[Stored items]
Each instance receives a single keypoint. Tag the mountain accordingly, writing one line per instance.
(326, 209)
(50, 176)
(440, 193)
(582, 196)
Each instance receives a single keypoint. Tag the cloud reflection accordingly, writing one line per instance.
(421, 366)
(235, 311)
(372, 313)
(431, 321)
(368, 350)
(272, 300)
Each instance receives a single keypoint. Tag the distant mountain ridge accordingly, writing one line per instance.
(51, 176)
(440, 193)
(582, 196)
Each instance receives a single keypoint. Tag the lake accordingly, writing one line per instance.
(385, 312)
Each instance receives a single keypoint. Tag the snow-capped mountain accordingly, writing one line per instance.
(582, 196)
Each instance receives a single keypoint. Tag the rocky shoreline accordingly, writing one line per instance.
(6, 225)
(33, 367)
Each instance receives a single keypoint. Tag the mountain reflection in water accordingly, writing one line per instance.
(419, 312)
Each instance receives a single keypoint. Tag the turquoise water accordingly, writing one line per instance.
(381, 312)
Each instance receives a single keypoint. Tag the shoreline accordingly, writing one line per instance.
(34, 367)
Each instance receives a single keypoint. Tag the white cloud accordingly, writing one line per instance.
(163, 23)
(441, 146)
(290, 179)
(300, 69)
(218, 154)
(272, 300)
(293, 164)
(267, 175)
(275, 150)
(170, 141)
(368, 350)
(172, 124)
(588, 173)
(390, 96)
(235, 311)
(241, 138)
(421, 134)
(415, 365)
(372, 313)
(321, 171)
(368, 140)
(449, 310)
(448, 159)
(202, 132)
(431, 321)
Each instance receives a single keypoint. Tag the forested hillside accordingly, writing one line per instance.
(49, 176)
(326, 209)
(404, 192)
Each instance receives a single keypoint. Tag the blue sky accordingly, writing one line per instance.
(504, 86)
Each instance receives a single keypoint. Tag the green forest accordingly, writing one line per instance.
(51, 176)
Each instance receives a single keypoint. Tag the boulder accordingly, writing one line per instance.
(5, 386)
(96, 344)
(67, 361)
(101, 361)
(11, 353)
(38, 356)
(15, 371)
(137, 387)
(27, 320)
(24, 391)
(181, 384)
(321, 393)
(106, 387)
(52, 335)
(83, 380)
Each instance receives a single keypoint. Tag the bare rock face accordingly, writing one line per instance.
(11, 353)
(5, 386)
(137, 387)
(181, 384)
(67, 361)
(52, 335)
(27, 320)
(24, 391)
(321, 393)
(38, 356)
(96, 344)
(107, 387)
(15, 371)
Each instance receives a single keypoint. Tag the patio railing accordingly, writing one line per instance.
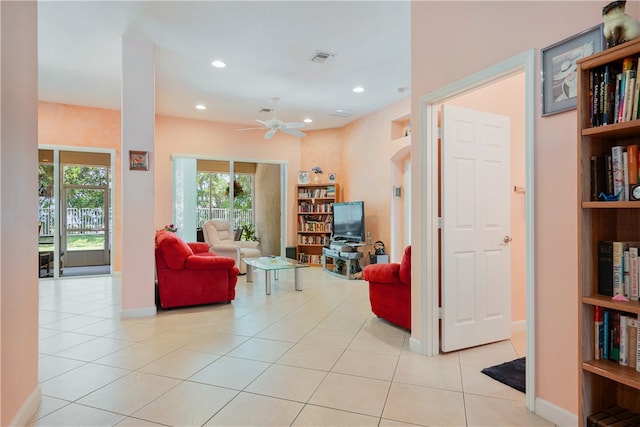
(92, 219)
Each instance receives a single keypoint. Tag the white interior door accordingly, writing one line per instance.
(476, 256)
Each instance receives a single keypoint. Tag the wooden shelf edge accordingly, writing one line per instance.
(613, 371)
(607, 302)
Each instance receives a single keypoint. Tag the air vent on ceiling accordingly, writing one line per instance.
(343, 113)
(322, 57)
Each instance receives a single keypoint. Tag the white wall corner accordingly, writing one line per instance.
(555, 414)
(28, 408)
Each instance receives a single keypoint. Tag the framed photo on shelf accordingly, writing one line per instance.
(559, 70)
(138, 160)
(303, 177)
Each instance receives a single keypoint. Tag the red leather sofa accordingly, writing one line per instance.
(188, 274)
(390, 290)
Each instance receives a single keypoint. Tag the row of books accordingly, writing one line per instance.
(614, 416)
(310, 259)
(314, 193)
(305, 207)
(619, 268)
(614, 92)
(315, 223)
(614, 175)
(314, 240)
(616, 337)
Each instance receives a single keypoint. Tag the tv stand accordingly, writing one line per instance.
(342, 263)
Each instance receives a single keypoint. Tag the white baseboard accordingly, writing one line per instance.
(557, 415)
(415, 345)
(28, 408)
(138, 312)
(518, 326)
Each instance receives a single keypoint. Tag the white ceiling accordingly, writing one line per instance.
(267, 46)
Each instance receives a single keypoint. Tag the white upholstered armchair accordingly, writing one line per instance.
(219, 236)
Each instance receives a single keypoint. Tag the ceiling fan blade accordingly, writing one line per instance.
(251, 128)
(269, 133)
(294, 125)
(293, 132)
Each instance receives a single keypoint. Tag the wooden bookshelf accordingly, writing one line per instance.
(602, 383)
(314, 220)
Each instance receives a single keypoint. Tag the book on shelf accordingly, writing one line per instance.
(624, 341)
(614, 92)
(614, 336)
(625, 174)
(633, 273)
(632, 341)
(632, 163)
(609, 172)
(598, 177)
(605, 267)
(626, 267)
(609, 89)
(598, 333)
(617, 170)
(619, 248)
(606, 334)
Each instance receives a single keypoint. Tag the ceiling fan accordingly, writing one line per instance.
(274, 125)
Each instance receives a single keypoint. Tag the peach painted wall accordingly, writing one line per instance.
(507, 98)
(19, 390)
(71, 126)
(487, 33)
(360, 153)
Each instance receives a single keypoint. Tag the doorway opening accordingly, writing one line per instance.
(429, 220)
(74, 211)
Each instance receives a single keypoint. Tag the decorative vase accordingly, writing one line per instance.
(618, 26)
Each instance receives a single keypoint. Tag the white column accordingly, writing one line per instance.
(138, 222)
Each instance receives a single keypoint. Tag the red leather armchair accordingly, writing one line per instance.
(188, 274)
(390, 290)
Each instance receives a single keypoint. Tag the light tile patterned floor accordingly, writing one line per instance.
(311, 358)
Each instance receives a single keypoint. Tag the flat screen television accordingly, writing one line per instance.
(348, 222)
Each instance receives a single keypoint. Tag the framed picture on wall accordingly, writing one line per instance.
(559, 70)
(303, 177)
(139, 160)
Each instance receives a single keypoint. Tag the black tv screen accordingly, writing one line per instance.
(348, 221)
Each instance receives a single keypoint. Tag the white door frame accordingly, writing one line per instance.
(428, 115)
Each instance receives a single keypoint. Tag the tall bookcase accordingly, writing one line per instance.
(602, 383)
(315, 214)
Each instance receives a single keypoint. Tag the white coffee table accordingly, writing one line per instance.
(274, 264)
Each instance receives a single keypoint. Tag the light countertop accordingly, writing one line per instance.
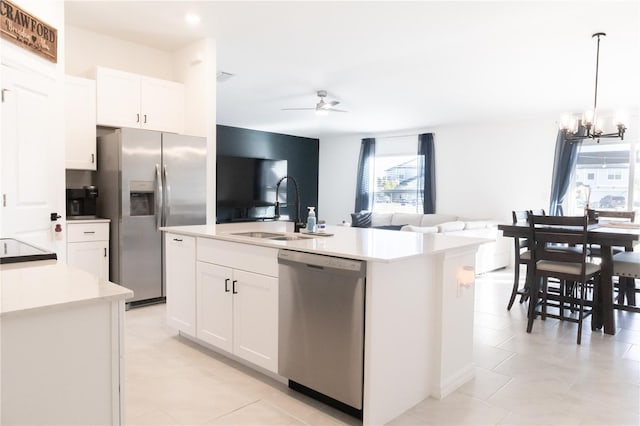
(46, 284)
(71, 221)
(352, 243)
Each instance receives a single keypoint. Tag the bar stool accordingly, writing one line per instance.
(626, 266)
(522, 256)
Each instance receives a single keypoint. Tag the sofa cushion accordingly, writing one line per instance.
(421, 229)
(361, 220)
(475, 224)
(406, 219)
(389, 227)
(437, 218)
(381, 219)
(451, 226)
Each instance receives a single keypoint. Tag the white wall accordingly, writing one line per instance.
(482, 170)
(86, 49)
(195, 66)
(337, 173)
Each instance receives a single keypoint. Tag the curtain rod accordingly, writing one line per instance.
(399, 136)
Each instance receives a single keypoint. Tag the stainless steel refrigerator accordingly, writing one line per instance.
(148, 179)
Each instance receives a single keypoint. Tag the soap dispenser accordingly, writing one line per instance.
(311, 220)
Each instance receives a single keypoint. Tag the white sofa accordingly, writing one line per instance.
(491, 255)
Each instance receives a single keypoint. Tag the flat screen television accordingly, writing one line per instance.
(246, 187)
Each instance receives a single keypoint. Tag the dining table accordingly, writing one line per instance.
(607, 234)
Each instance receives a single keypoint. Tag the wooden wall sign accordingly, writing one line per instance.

:: Directions ::
Reproduce only those lines of the entries above that run from the line with "Each instance receives a single keypoint. Tag the stainless" to the final line.

:: Solved problem ::
Each instance receives a single keypoint. Tag the stainless steel refrigerator accordingly, writing one line per instance.
(148, 179)
Each instance receives a single keypoint. Tag the soap dispenser accordingly, writing one line per instance.
(311, 220)
Each instance receives a single keypoint. Tag the white sofa accordingly, writing one line per instance.
(491, 255)
Each instance receives a single keypoint. Tag the flat screen television accordingly, writing one line per instance.
(246, 187)
Each instance receives a single keypoint. Tag the dining table accordingly, writing one line per instance.
(607, 234)
Each instance receives a single keypoint. Tag the wooden wall sign accordingly, writing one line per instance.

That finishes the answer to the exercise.